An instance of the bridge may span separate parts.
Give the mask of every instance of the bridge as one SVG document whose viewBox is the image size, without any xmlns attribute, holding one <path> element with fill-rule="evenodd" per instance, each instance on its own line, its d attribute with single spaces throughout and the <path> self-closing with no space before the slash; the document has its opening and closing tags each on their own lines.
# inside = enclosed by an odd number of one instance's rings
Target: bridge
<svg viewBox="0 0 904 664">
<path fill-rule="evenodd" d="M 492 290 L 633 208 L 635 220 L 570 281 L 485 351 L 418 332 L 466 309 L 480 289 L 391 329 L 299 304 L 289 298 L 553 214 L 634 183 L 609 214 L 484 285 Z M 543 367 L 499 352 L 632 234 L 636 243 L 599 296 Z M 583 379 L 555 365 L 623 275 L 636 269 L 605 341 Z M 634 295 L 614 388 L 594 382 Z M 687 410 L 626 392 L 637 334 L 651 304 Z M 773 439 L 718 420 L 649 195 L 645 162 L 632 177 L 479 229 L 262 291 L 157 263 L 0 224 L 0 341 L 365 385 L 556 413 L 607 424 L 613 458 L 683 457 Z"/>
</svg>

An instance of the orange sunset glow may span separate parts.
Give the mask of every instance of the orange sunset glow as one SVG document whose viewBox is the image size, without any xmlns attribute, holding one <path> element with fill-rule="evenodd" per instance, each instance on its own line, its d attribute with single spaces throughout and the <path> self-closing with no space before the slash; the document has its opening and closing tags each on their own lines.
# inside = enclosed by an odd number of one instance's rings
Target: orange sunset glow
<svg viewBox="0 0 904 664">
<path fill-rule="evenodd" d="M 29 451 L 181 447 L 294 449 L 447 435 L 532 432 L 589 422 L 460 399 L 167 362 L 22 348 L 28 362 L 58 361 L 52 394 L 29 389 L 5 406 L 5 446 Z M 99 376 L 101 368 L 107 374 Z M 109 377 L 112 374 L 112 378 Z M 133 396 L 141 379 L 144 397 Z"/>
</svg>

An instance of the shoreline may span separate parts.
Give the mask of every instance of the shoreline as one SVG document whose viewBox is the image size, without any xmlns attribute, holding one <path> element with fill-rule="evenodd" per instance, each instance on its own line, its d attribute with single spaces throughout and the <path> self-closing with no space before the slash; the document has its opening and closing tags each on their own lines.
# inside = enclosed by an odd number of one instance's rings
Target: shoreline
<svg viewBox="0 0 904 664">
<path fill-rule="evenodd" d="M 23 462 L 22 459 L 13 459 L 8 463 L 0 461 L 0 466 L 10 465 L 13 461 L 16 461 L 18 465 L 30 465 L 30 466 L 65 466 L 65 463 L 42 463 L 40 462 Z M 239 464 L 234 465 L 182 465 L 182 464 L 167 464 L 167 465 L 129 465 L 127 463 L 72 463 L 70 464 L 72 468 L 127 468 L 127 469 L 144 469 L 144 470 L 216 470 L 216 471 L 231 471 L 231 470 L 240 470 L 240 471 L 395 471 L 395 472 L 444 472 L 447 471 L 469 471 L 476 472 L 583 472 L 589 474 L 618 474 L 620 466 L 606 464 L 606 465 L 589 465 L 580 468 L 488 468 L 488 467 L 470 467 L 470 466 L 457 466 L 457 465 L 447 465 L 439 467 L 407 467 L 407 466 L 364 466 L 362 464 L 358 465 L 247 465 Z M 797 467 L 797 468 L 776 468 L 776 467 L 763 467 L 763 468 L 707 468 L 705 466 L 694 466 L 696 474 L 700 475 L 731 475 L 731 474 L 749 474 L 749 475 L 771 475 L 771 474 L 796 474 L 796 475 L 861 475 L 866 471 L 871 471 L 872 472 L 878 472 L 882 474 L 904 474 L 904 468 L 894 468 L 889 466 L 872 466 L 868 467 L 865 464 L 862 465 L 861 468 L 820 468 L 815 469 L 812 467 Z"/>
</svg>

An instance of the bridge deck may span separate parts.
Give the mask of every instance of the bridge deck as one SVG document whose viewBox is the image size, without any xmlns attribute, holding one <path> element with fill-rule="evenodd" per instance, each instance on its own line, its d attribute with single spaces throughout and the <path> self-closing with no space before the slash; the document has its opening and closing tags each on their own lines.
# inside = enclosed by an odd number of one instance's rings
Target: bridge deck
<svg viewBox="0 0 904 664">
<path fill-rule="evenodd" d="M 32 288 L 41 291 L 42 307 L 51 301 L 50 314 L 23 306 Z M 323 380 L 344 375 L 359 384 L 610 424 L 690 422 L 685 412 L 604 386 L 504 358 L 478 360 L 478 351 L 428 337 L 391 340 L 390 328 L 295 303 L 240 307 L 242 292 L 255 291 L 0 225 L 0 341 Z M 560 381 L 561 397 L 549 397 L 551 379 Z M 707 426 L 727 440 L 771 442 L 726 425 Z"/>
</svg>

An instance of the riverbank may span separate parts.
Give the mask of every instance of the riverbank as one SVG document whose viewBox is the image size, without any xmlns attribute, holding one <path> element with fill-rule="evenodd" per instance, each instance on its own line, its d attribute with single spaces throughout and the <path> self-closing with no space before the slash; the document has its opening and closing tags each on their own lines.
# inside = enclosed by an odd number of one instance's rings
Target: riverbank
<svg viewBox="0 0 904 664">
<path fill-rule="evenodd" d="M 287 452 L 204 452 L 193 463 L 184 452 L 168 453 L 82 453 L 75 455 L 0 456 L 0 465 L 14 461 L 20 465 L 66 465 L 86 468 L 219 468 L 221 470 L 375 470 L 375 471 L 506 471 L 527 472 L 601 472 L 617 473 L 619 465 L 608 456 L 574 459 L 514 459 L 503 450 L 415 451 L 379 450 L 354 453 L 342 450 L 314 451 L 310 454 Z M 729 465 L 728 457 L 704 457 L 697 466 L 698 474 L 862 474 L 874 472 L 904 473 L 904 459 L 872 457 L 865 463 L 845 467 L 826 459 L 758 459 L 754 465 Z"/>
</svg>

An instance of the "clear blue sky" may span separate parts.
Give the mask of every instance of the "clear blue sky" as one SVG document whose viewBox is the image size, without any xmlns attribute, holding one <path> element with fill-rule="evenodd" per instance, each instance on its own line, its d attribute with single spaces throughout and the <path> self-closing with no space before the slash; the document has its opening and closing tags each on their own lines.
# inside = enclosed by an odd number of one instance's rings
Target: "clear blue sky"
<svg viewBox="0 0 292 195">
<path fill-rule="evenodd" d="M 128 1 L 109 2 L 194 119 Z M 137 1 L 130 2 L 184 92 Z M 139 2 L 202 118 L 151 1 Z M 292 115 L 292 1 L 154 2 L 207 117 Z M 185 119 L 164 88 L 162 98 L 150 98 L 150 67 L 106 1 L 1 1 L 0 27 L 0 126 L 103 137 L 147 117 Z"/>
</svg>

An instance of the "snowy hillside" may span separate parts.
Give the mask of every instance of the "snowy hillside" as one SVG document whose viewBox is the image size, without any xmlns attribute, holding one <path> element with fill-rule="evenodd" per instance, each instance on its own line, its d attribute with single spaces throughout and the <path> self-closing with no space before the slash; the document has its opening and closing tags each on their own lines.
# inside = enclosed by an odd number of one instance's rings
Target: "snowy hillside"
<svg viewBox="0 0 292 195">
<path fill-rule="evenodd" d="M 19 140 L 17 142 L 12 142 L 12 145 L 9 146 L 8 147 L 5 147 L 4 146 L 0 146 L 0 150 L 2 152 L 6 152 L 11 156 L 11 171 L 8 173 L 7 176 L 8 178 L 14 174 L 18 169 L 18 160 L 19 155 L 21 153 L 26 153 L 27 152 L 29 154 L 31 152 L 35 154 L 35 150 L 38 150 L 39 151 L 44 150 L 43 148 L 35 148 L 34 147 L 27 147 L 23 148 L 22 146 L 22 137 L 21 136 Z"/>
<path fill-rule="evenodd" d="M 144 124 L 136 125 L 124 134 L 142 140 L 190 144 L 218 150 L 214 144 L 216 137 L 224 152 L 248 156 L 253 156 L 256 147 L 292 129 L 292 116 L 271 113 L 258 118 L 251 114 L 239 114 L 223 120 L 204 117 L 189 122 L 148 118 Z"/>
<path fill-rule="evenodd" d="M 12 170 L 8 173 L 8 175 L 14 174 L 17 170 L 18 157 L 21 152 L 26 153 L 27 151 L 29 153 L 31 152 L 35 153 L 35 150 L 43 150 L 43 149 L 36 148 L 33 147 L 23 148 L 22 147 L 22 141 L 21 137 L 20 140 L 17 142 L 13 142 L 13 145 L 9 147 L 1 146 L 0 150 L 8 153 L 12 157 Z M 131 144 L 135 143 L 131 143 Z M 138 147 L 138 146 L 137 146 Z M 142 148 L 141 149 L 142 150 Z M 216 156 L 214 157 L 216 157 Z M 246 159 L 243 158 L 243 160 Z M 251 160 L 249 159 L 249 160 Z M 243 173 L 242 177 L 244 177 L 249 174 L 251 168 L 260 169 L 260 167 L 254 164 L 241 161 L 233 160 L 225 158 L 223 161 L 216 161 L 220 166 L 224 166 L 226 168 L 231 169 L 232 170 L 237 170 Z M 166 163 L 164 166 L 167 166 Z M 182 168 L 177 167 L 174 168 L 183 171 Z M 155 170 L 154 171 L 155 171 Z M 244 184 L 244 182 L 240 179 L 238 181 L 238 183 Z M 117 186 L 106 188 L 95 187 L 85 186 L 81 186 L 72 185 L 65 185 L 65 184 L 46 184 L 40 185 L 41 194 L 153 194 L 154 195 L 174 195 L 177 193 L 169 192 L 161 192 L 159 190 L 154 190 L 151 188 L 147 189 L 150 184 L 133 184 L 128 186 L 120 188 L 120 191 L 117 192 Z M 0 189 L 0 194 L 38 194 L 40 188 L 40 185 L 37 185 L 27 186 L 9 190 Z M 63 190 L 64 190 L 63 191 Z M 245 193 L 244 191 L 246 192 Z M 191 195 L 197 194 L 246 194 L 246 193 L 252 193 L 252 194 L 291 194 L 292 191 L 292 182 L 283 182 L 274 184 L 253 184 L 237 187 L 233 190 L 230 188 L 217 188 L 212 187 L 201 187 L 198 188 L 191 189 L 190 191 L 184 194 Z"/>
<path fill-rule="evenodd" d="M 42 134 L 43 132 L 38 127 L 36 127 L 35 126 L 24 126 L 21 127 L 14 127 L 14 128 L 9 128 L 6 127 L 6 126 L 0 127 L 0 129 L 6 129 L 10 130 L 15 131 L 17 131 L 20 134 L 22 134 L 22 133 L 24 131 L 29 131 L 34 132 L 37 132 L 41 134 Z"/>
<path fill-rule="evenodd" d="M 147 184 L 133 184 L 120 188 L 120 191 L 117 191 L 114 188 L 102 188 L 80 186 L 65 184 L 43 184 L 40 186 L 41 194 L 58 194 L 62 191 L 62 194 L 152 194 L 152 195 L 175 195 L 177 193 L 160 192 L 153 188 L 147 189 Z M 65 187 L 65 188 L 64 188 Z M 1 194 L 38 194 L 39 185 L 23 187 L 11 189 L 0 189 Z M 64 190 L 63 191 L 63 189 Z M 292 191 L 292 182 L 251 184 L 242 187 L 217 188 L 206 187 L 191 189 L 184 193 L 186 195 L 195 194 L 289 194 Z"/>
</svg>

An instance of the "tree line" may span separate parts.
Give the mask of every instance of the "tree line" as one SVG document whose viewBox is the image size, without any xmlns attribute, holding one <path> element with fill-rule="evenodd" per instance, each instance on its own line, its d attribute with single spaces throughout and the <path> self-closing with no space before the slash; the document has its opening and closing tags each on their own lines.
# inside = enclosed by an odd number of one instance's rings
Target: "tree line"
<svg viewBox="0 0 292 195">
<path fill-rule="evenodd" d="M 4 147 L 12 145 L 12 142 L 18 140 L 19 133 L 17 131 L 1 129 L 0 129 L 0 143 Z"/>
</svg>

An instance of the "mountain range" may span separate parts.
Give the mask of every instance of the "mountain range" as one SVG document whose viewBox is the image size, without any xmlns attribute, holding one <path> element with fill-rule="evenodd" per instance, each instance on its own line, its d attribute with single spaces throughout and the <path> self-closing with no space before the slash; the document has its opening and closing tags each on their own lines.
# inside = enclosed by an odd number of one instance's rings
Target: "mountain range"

§ Aim:
Work out how many lines of the listing contain the word "Target", and give only that number.

§ Response to this exercise:
9